### [Direction]
Format every row below as a numbered list, skipping any blank lines and leaving the pictures out.

Records from a point labeling set
=====

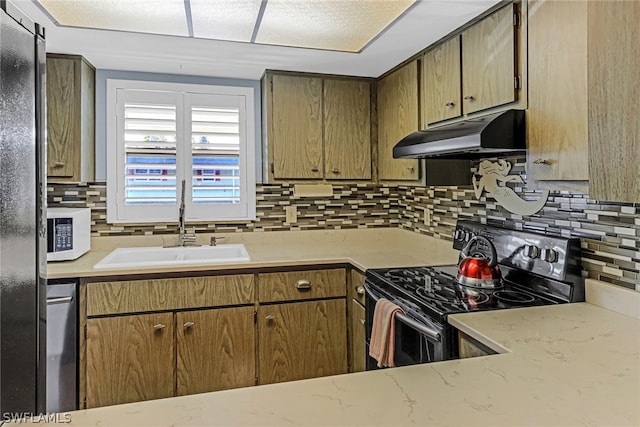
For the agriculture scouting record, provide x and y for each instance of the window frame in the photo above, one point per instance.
(119, 213)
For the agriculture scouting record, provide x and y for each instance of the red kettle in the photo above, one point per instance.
(475, 270)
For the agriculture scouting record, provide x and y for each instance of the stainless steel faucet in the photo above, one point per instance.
(184, 239)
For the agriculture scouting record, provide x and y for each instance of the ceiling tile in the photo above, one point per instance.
(143, 16)
(224, 20)
(345, 25)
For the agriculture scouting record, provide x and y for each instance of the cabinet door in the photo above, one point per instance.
(301, 340)
(357, 336)
(63, 116)
(488, 62)
(441, 83)
(347, 129)
(614, 127)
(557, 116)
(397, 118)
(129, 358)
(296, 127)
(216, 350)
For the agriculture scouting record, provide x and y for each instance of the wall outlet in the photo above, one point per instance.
(291, 213)
(427, 217)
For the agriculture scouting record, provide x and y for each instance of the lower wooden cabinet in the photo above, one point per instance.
(130, 358)
(301, 340)
(141, 357)
(157, 338)
(215, 350)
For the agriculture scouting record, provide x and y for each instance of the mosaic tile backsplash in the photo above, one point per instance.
(609, 232)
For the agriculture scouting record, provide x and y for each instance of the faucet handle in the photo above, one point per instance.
(214, 240)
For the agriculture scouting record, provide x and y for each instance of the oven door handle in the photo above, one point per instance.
(423, 329)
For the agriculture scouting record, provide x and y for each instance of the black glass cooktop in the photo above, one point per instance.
(435, 291)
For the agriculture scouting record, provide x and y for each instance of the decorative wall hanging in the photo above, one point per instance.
(493, 179)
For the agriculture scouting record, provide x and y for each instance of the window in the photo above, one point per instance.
(160, 135)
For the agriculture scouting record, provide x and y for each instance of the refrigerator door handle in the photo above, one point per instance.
(61, 300)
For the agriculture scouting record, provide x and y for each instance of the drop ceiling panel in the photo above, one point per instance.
(327, 24)
(232, 20)
(143, 16)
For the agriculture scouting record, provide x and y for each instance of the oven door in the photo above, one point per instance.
(415, 341)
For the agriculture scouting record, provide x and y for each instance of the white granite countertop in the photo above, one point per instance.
(363, 248)
(566, 365)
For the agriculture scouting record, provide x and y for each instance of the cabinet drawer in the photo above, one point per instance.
(168, 294)
(302, 285)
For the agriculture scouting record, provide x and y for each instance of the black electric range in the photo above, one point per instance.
(536, 270)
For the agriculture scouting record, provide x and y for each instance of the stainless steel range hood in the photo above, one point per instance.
(492, 135)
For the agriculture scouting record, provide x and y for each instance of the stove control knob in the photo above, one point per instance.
(531, 251)
(549, 255)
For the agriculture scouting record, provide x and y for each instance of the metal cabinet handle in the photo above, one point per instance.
(60, 300)
(542, 162)
(303, 285)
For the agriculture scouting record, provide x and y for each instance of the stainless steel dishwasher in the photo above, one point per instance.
(62, 344)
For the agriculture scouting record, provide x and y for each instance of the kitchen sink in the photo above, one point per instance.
(179, 255)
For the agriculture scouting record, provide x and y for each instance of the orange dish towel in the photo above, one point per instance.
(382, 333)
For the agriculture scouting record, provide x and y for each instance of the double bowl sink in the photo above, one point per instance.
(179, 255)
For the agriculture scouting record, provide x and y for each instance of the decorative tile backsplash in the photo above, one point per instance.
(609, 232)
(350, 206)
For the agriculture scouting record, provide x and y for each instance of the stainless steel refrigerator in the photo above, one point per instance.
(23, 227)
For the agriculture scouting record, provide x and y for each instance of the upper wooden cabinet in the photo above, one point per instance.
(557, 119)
(583, 130)
(296, 127)
(347, 129)
(441, 83)
(318, 127)
(70, 118)
(613, 84)
(488, 62)
(476, 70)
(397, 118)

=====

### [Problem solution]
1. For the agriculture scouting record, provide x and y for each instance of the window frame in the photo above, one point per instance.
2. (119, 213)
3. For the agriculture scouting record, provide x and y for each instance of the red kettle in the photo above, one point per instance.
4. (475, 270)
5. For the agriculture scouting record, provide x and y for each instance of the stainless steel faucet in the photo above, one point per instance.
6. (184, 239)
7. For the agriculture scouting record, provide x and y for each instance of the ceiling tile in the photo above, one point per instance.
8. (143, 16)
9. (224, 20)
10. (345, 25)
11. For the agriculture scouting record, provide x and y for each instance of the cabinet door in the photo above, one point per instance.
12. (301, 340)
13. (357, 336)
14. (63, 116)
15. (488, 62)
16. (441, 83)
17. (347, 129)
18. (614, 127)
19. (557, 116)
20. (397, 118)
21. (129, 358)
22. (296, 127)
23. (216, 350)
24. For the agriculture scouting record, provide x and y for each instance of the wall outlet in the photo above, one point per instance.
25. (291, 213)
26. (427, 217)
27. For the agriculture scouting record, provide x and y for each instance of the lower wooden cabinet in the photo above, one point per instance.
28. (130, 358)
29. (301, 340)
30. (141, 357)
31. (157, 338)
32. (215, 350)
33. For the agriculture scouting record, provide x and y for each instance of the mosaic tile backsplash in the photo above, one point per instance.
34. (609, 232)
35. For the agriculture scouting record, provide x and y for each instance of the faucet handle in the photo above, one point per instance.
36. (214, 240)
37. For the agriculture scouting record, provide x and y for each instance of the oven door handle in the photo above, one point per instance.
38. (423, 329)
39. For the agriculture scouting record, provide x and y for each instance of the black glass cooktop in the photo above, one point per instance.
40. (435, 291)
41. For the agriculture scouting record, provide x and y for each instance of the decorative wall hanging in the photo above, one point per instance.
42. (493, 179)
43. For the agriculture scouting record, provide x and y for each instance of the window in the photo above, one point per instance.
44. (160, 135)
45. For the agriculture scouting record, provide x and y for each instance of the refrigerator door handle in the photo above, one point per instance.
46. (61, 300)
47. For the agriculture scouting record, provide x and y for each instance of the drop ceiling panel in the photo above, one point per instance.
48. (327, 24)
49. (232, 20)
50. (143, 16)
51. For the agriculture scouting record, provide x and y for each instance of the oven door in the photo above, one point per instance.
52. (415, 341)
53. For the agriculture scouting record, provide x and y for each instance of the white granite countertop in the photo above, one point per instance.
54. (363, 248)
55. (566, 365)
56. For the agriculture scouting record, provide x and y for each instance of the cabinet drawer in the photo above, one point per instance.
57. (168, 294)
58. (302, 285)
59. For the agriculture scouting record, provide x and y for each instance of the black electric range in the photo above, one point per instance.
60. (536, 270)
61. For the agriculture scouting record, provide x and y for each instance of the stainless steel range hood in the photo above, one point per instance.
62. (492, 135)
63. For the agriculture scouting record, provide x and y for each instance of the stove control knob in the photo above, one point per instance.
64. (531, 251)
65. (549, 255)
66. For the agriculture scouting record, provide x and y for each instance of the metal cabinet handle in the photo above, one point per instance.
67. (60, 300)
68. (542, 162)
69. (303, 285)
70. For the agriculture scouting record, provide x and y for each instance of the stainless steel dishwasher in the photo above, one point per instance.
71. (62, 344)
72. For the agriculture scouting record, provide x and y for each instance of the kitchen sink in the photo above, one point per instance.
73. (179, 255)
74. For the agriculture scouting record, provide x and y for each instance of the orange dish towel in the photo above, one point per instance.
75. (382, 333)
76. For the agriculture scouting record, provide x and y for each instance of the double bowl sink in the photo above, one point per instance.
77. (179, 255)
78. For the agriculture scouting record, provide x and y for each instance of the decorative tile backsplash in the photo above, one point per instance.
79. (609, 232)
80. (350, 206)
81. For the agriculture scouting record, provide x and y for each instance of the stainless steel refrigerator in the photo above, one point per instance.
82. (23, 227)
83. For the agriculture scouting record, provide x and y for each instance of the upper wooden cabinet in the photo above, one point per instance.
84. (557, 119)
85. (583, 130)
86. (296, 127)
87. (347, 129)
88. (441, 83)
89. (318, 127)
90. (70, 118)
91. (613, 84)
92. (488, 62)
93. (476, 70)
94. (397, 118)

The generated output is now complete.